Passage to read:
—————

24. In addition, this court noted the Plaintiff had sued the Defendants for defamation. This was not a constitutional issue. Rather, it was a tort, which the High Court has jurisdiction to determine. A claim for tort can only be instituted by way of a Plaint.
25. This court did not therefore find any merit in the Defendant’s assertion that this court had no jurisdiction to hear and determine this matter or that the Plaintiff had used the wrong procedure or mode to approach the court.
26. Indeed, it was the Defendants that ought to have filed their Petition in the Constitutional Court were they to feel that their constitutional rights and freedoms had been infringed upon. Their Preliminary Objection dated and filed on 15th August 2016 had no legal basis.
II. PROOF OF THE PLAINTIFF’S CASE
27. Having found that this court had jurisdiction to determine this matter, this court turned to the issue as to whether the Plaintiff proved his case on a balance of probabilities.
28. The Plaintiff stated that the Defendants did not adduce any evidence pointing to him having been caught on video as had been contended by the 1st Defendant and published by the 2nd Defendant. He was emphatic that there was no probable explanation why the 1st Defendant picked on him and that the use of his coloured photo image only pointed to the 1st Defendant’s malice.
29. He further argued that the altercation between him and the 1st Defendant related to a drone he had seized from him in accordance with the law and that was what led him (the 1st Defendant) publishing the malicious article about him.
30. He was emphatic that the words were completely false and untrue and because the Defendants did not provide any video footage as the 1st Defendant had been contended in the said publication, the Defendants had not been able to establish the defence of justification.
31. He relied on the cases of Gideon Mose Onchwati vs Kenya Oil Co Ltd & Nation Media Group Ltd [2015] eKLRto buttress his argument.
32. On their part, the Defendants argued that the Plaintiff did not call any other witness to testify that he or she understood the article to have referred to him.
33. He referred this court to the case of Daniel N Ngunia vs KGGCU Ltd [2000] eKLR where the Court of Appeal held as follows:-
“Leaving aside any questions of privilege upon which the learned judge dismissed that aspect of the appellant’s claim, we note from the record that the appellant was the only person who testified in support of his claim. In those circumstances, we cannot see how a claim based on defamation could have possibly succeeded even in the absence of the defence of qualified privilege”.

—————

Supplied records:
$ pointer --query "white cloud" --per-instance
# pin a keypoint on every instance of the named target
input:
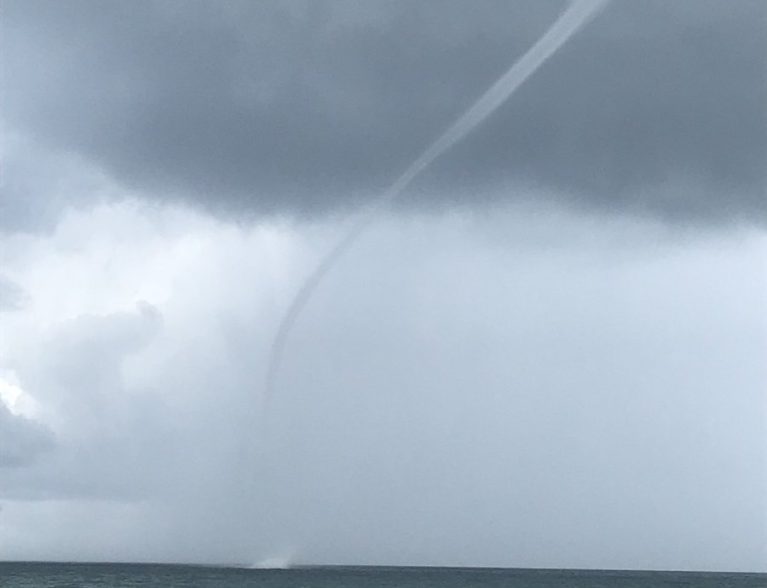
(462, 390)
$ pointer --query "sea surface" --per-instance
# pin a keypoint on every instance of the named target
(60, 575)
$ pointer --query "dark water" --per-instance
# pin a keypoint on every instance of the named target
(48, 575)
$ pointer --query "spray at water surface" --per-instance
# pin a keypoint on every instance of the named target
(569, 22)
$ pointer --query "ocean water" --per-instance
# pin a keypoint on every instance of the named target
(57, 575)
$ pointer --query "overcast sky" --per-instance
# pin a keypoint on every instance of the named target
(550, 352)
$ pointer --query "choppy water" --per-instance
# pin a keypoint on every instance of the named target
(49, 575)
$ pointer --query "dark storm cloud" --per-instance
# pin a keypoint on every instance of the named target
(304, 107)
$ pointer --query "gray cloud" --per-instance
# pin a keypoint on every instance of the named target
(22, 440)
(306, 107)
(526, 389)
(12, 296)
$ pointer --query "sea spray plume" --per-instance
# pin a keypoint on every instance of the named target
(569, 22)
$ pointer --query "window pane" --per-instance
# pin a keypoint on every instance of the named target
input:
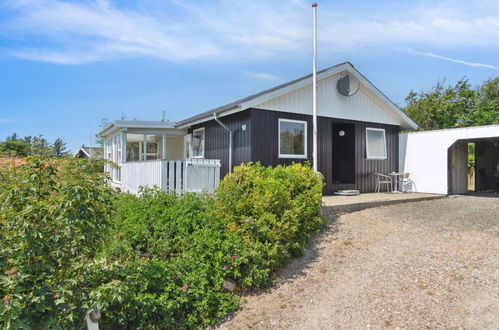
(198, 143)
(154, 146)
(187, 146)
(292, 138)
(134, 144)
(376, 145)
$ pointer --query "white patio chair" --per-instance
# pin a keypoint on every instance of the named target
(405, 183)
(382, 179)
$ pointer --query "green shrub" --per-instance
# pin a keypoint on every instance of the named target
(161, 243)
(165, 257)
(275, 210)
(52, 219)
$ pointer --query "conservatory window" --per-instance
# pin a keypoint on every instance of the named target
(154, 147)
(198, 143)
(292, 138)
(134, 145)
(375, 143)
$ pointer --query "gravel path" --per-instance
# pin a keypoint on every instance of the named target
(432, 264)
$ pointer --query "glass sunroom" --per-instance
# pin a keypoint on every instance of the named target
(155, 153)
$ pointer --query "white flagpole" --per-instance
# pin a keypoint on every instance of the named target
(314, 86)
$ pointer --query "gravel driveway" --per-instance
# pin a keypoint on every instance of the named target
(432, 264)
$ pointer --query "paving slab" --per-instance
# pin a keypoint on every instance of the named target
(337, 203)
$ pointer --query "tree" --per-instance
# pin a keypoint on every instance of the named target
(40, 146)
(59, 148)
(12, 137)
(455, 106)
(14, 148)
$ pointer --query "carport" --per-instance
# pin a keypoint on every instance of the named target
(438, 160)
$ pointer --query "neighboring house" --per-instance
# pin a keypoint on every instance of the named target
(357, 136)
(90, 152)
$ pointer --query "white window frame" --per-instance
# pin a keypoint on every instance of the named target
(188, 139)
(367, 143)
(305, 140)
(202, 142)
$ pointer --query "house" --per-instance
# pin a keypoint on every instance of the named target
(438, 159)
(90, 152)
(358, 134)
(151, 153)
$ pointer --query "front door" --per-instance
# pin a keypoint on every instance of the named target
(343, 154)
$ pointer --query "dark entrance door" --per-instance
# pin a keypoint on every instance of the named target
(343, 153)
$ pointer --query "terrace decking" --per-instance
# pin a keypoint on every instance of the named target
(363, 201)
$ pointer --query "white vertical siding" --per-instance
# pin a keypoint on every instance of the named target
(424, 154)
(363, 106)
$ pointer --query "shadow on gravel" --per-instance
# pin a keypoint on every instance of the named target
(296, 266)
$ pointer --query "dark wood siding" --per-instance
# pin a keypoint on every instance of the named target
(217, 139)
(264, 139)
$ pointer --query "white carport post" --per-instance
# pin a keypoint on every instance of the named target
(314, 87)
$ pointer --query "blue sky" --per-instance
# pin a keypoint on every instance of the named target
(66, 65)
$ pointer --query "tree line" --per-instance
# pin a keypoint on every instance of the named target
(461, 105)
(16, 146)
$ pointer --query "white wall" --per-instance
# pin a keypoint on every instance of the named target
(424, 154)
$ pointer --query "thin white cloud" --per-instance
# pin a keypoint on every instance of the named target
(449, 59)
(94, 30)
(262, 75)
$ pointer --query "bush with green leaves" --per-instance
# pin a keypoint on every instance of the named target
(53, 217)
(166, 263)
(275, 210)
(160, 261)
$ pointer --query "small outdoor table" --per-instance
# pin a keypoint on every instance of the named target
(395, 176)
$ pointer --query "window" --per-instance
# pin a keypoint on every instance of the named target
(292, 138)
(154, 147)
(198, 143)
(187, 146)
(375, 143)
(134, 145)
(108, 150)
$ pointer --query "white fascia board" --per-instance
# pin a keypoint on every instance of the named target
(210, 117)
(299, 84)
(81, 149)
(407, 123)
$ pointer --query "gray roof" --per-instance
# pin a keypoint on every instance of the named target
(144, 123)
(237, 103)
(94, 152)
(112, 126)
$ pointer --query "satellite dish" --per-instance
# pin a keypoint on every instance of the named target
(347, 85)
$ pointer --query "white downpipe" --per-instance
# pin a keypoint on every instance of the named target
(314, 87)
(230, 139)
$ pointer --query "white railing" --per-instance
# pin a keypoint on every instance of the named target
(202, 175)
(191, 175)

—————

Directions for this task: Extend the defamation judgment from the end of the quoted Court of Appeal holding, keeping its numbered-paragraph style.

Exercise result:
34. It was their contention that the Plaintiff had testified that he was still in KRA’s employ and consequently his assertion that his reputation in the eyes of the public had been tarnished and that his relationship with his employer had been antagonised had not been proven.
35. They were emphatic that the burden of proof lay with the Plaintiff to prove his assertions in line with Section 107 of the Evidence Act Cap 80 (Laws of Kenya) and that he had not discharged his burden of proof because he did not adduce evidence that the words complained of were published to a third party who believed that the same referred to and deferred the Plaintiff.
36. This court perused the Article that was published on page 4 June 10th -16th, 2016 in the Nairobian. It was headed “Did KRA officers tax athletes duvet at JKIA”. It had a sub-title headed “Rogue officers target innocent Kenyans returning from abroad”.There was a photo the Plaintiff identified as his in which it was written about him, “A KRA Official who, without consent, allegedly opened a package belonging to a passenger at the airport, the passenger was also not present when his luggage was interfered with”.
37. The Article also stated in part:-
“The video, recorded by a Kenyan flying from Europe and who was the victim- shows just how low the Customs and Excise Department officials at the airport have stooped.
In the video, one of the KRA officials is seen disappearing into a room with one of the passenger’s imported items. The official empties the luggage without courtesy of informing the owner, or at least doing so in his presence. The traveler is then led to a customs office and fined Kshs 10,000/= for bringing a duvet into the country”.
38. Reading the two (2) paragraphs aforestated and looking at the photo image of the KRA official, who the Plaintiff said it was him, a fact that was not controverted by the Defendants, it was evident that the said words and photo image referred to the Plaintiff herein.
39. The Defendants did not adduce in evidence the video footage or a witness to corroborate the Defendants case. As they rightly submitted, anyone who asserts a fact must prove. Indeed, Section 107 of the Evidence Act stipulates as follows:-
1. Whoever desires any court to give judgment as to any legal right or liability dependent on the existence of facts which he asserts must prove that those facts exist.
2. When a person is bound to prove the existence of any fact it is said that the burden of proof lies on that person.
40. By failing to adduce the said evidence, the Defendants did not demonstrate their defence of justification. They did not also adduce any evidence to show that the Plaintiff was dismissed from KRA’s employ due to the unethical and unprofessional practices that he had engaged himself. In fact, at the time he testified, the Plaintiff stated that he was still employed at KRA.
41. It appeared to this court that the investigations KRA carried out after a complaint by the 1st Defendant carried in a communication dated 8th June 2016 which the Defendants had listed as part of their evidence in their List of Documents dated 12th July 2017 and filed on 13th July 2017 did not lead to the Plaintiff’s dismissal from KRA.
42. His explanation of what transpired on the material date of 25th May 2016 was contained in an email dated 30th May 2016 to his supervisor Jacob Onchiri. He stated that on 25th May 2016, he asked the 1st Defendant to surrender a drone into the customs warehouse as that was a requirement by the Department of Defence and the Kenya Civil Aviation Authority. The 1st Defendant reluctantly paid the taxes due after an altercation between them. In the absence of any evidence to the contrary, this court accepted this to have been what have transpired on the material night and concluded that the 1st Defendant abused his position as a journalist to paint the Plaintiff in a negative light to right thinking members of the society.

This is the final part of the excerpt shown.